> Problem details
From the passage on SOCS1 promoter methylation in HLCSLCs, extract the stretch from "We first examined" through "properties of HLCSLCs.", copying it verbatim.

We first examined the status of SOCS1 promoter and the expression of the molecule in HLCSLCs by MSP and cellular immunofluorescence assay. The results showed that compared to the parental cells of HCC (MHCC97H and SK-Hep-1), the SOCS1 promoter showed high methylation (Fig. 3A, B) and low SOCS1 expression (Fig. 3C, D) in HLCSLCs. Next, we carried out BSP experiments and the results were consistent with MSP experiments (Figure S2A, B). This finding suggested that low expression of SOCS1 may be associated with the biological properties of HLCSLCs.

> Source material

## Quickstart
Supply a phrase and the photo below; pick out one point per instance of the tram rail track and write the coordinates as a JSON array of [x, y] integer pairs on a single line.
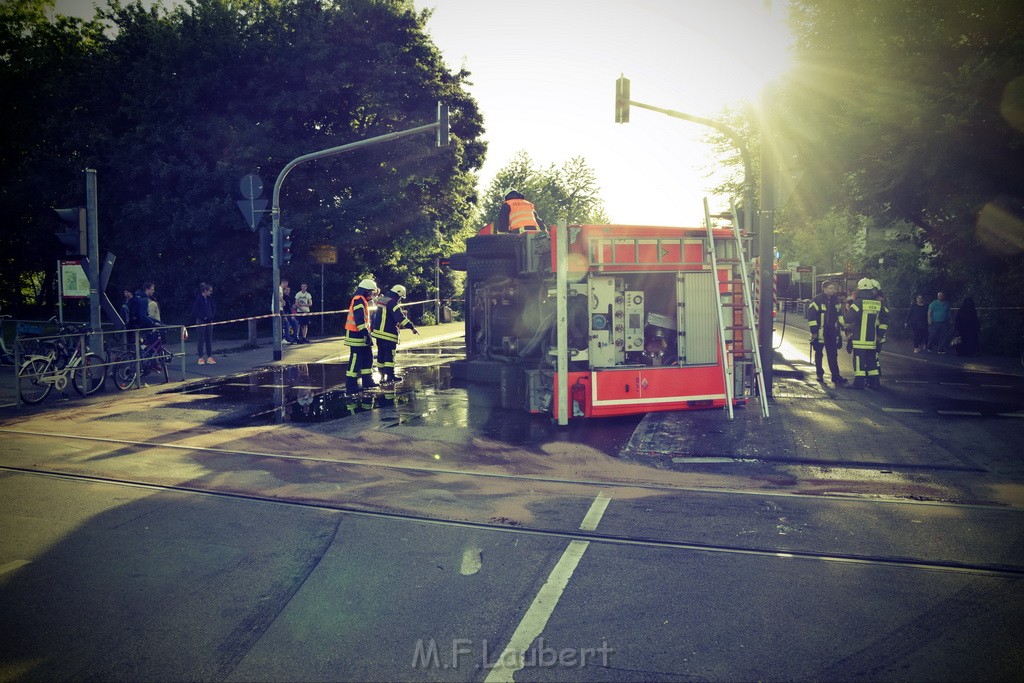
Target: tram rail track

> Task output
We first examined the status of SOCS1 promoter and the expression of the molecule in HLCSLCs by MSP and cellular immunofluorescence assay. The results showed that compared to the parental cells of HCC (MHCC97H and SK-Hep-1), the SOCS1 promoter showed high methylation (Fig. 3A, B) and low SOCS1 expression (Fig. 3C, D) in HLCSLCs. Next, we carried out BSP experiments and the results were consistent with MSP experiments (Figure S2A, B). This finding suggested that low expression of SOCS1 may be associated with the biological properties of HLCSLCs.